_PROVIDED PASSAGE_.
⟨
Gilda Olvidado (born 9 August 1957 in Cebu City, Cebu) is a Filipina movie and television writer, and melodrama novelist. Her novels have been turned into live-action movies by VIVA Films, and also been remade for television through Sine Novela.

Family
Olvidado's parents are Gregorio Tan and Guarda Olvidado. She lived and received early education in Maranding, Lanao del Norte, Northern Mindanao. Olvidado is the wife of Ruben Marcelino, a former editor-in-chief of the Atlas Publishing Company, with whom she had two children.

Education
She was a student of Chemistry at Adamson University. For two years, she took units of Journalism at the Manuel L. Quezon University.

Influences
Olvidado had been influenced by Carlo J. Caparas, particularly in the field of writing for Philippine comics.
⟩
_PROBLEMS TO WORK ON_.
a. Can you echo the Gilda Olvidado biography word for word between "Gilda Olvidado (born" and "L. Quezon University.", inclusive?
b. Would you carry on the Gilda Olvidado biography, starting after its final sentence?

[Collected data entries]
⟨
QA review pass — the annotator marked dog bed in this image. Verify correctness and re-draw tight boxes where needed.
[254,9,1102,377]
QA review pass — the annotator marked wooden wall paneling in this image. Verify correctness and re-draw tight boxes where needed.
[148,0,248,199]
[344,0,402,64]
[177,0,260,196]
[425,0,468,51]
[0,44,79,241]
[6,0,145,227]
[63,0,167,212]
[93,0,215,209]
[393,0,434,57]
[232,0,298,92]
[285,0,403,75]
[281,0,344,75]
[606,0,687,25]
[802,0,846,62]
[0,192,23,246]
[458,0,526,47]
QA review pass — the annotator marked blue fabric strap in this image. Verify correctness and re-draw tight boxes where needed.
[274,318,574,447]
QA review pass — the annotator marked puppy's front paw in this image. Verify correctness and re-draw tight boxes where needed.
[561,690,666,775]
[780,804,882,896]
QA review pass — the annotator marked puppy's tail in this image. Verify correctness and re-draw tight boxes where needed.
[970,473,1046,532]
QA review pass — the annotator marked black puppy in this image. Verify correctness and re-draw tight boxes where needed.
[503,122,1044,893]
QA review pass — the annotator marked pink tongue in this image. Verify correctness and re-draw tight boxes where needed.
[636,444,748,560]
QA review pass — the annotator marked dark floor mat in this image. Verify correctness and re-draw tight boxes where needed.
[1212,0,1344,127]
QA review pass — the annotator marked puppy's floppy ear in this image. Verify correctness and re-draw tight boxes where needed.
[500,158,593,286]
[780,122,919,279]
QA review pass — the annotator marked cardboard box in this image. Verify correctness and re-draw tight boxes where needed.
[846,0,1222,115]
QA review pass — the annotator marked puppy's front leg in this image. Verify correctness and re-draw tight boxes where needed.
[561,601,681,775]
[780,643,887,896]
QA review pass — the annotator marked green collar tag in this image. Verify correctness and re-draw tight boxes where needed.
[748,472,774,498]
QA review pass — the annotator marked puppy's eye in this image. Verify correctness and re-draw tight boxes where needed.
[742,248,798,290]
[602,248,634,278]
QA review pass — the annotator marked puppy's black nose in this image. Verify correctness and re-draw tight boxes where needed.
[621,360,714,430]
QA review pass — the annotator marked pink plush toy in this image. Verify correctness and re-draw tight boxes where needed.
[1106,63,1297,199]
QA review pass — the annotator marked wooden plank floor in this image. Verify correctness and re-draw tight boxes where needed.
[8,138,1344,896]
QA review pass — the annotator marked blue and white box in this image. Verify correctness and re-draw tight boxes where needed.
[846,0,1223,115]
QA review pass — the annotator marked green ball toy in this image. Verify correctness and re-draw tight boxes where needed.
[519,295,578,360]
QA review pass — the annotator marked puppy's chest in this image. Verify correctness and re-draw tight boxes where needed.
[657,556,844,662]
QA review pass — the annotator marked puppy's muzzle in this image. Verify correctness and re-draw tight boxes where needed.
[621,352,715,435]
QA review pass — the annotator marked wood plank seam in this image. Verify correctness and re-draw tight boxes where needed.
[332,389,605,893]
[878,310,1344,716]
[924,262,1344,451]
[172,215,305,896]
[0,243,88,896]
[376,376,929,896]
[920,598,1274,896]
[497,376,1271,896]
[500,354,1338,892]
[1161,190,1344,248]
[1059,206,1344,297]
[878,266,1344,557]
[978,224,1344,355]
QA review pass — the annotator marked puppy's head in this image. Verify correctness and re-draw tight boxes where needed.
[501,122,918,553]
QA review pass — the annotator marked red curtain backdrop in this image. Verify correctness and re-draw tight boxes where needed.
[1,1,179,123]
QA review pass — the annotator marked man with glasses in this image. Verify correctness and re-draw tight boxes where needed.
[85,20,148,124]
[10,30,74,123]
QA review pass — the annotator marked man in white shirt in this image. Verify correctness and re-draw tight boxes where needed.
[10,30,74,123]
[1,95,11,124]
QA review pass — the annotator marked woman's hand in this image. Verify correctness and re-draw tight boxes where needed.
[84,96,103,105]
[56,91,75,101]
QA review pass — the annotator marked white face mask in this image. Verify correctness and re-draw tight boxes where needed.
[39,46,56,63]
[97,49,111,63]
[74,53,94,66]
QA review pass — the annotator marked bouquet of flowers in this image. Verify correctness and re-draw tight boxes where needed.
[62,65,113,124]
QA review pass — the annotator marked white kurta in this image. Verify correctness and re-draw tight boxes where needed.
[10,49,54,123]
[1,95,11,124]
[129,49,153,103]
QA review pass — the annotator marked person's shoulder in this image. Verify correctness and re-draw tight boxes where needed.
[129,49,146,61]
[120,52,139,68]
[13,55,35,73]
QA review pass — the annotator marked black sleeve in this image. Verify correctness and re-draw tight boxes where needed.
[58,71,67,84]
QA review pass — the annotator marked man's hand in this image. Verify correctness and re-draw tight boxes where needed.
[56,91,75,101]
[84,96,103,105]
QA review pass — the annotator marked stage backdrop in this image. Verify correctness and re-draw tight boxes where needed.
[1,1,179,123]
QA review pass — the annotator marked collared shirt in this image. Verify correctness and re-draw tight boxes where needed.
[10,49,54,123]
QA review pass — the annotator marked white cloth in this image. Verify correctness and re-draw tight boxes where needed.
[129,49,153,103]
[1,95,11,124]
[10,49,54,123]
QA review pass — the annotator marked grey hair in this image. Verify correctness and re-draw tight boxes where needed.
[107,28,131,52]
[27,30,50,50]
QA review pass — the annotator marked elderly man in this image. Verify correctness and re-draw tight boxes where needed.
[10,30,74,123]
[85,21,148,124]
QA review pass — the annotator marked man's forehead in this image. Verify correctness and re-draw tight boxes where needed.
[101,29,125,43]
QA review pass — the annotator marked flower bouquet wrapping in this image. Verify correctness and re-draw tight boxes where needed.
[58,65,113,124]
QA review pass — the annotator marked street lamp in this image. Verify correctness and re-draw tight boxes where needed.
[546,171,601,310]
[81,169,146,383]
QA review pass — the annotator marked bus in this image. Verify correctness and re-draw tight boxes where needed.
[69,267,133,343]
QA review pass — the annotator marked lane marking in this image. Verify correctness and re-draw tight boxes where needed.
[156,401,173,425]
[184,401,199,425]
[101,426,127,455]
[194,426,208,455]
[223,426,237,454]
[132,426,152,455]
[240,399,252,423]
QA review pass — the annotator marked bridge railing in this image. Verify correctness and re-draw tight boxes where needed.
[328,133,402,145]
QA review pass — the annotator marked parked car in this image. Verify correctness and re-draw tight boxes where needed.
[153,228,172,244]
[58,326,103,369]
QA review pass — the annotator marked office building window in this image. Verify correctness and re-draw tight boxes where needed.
⟩
_ANSWERS GIVEN_.
a.
Gilda Olvidado (born 9 August 1957 in Cebu City, Cebu) is a Filipina movie and television writer, and melodrama novelist. Her novels have been turned into live-action movies by VIVA Films, and also been remade for television through Sine Novela.

Family
Olvidado's parents are Gregorio Tan and Guarda Olvidado. She lived and received early education in Maranding, Lanao del Norte, Northern Mindanao. Olvidado is the wife of Ruben Marcelino, a former editor-in-chief of the Atlas Publishing Company, with whom she had two children.

Education
She was a student of Chemistry at Adamson University. For two years, she took units of Journalism at the Manuel L. Quezon University.

b.
Career

Philippine comics
Olvidado's first serial in Philippine comics was Cha Lee's Angels, a comedy. Her second serial was Kapag Puso ang Nagsasakdal, a drama. Olvidado decided to focus on writing drama in Philippine comics after the satisfactory acceptance of Kapag Puso ang Nagsasakdal by readers. Olvidado authored other Philippine comics novels such as Sinasamba Kita (1982), Dapat Ka Bang Mahalin? (1984), Kung Mahawi Man Ang Ulap (1984), Ina, Kasusuklaman Ba Kita? (1985), Huwag Mo Kaming Isumpa (1986), Huwag Mong Itanong Kung Bakit (1986),
Pinulot Ka Lang sa Lupa (1987), Saan Nagtatago ang Pag-ibig (1987), Magkano ang Iyong Dangal (1988), and Babangon Ako at Dudurgin Kita (1989). Olvidado wrote the Philippine comics novels entitled Mirasol for Gwapo Komiks, Kumurap ang Buwan for Klasik Komiks, and The Babe and the Beast for Super Funny Komix.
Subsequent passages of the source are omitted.